▶ **Record extracts**:
——
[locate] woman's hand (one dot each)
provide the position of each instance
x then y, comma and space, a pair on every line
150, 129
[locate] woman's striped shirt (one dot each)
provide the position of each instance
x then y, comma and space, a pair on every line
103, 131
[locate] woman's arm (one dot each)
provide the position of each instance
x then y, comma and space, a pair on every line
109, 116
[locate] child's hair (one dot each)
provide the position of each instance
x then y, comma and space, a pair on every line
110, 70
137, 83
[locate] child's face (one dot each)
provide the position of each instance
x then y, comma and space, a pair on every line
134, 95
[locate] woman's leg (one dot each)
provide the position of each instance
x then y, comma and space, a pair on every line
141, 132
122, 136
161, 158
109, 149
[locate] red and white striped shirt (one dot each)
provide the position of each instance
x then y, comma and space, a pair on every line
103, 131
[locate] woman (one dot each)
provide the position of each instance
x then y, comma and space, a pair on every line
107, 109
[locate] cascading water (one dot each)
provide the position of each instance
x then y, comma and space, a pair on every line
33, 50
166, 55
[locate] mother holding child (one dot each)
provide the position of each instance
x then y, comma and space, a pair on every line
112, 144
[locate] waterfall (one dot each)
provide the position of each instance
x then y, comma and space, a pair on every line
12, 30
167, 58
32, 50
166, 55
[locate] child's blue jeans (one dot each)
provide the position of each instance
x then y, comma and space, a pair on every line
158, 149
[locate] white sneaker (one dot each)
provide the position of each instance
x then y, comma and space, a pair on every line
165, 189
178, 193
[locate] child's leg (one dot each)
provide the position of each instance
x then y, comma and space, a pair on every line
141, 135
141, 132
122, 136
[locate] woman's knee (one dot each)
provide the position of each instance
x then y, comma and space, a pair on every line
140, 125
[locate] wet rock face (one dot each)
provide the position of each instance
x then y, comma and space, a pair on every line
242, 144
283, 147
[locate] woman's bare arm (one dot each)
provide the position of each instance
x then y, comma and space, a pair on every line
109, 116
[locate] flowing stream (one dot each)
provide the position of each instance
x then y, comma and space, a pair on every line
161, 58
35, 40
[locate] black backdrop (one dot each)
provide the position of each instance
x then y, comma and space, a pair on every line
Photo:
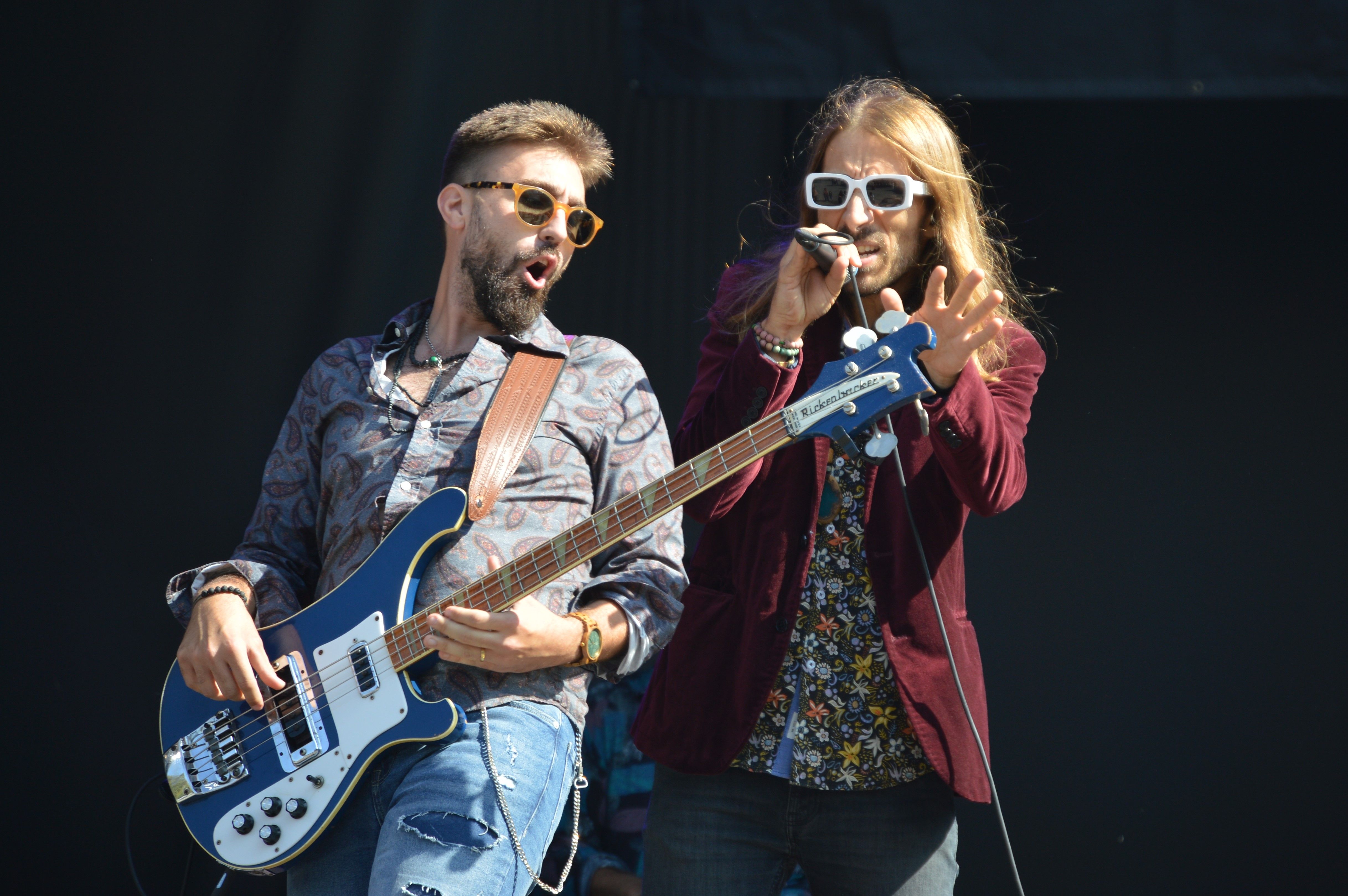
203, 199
——
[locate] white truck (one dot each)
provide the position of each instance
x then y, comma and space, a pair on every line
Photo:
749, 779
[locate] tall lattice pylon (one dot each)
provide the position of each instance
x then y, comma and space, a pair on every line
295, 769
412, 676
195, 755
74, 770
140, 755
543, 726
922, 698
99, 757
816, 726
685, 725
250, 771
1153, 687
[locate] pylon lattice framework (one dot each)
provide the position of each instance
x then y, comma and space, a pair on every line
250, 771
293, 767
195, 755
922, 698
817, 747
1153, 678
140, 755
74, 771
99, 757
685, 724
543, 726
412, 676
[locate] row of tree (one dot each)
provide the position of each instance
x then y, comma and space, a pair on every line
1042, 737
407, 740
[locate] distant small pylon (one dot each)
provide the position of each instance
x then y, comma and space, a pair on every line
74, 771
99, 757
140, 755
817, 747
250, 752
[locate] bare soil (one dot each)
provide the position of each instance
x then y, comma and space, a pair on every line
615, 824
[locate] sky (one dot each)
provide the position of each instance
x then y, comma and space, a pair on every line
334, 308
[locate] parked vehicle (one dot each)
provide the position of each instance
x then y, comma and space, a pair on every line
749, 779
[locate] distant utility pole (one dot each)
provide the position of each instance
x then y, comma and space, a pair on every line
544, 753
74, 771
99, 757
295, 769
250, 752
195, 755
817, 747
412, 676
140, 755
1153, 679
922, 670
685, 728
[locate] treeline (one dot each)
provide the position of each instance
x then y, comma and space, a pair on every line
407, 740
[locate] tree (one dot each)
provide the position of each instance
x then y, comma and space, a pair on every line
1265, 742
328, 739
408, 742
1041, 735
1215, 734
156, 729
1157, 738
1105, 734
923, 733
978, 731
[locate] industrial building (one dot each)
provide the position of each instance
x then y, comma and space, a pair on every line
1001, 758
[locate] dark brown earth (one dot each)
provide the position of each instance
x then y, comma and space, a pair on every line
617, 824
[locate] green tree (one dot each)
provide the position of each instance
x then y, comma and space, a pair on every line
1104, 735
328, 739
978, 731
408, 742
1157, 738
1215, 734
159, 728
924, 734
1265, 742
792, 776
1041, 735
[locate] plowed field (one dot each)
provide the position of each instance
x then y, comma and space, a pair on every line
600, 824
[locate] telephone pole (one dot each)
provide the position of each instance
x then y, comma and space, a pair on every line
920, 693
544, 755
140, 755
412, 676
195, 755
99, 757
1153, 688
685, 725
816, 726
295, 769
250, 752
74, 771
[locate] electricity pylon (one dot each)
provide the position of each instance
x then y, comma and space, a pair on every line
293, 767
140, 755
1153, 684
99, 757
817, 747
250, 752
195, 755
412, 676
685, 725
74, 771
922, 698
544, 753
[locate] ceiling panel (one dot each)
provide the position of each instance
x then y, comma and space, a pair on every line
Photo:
——
Extract each line of the records above that contains the word "bare".

[locate] woman's bare arm (one dot each)
[locate] bare soil (one dot each)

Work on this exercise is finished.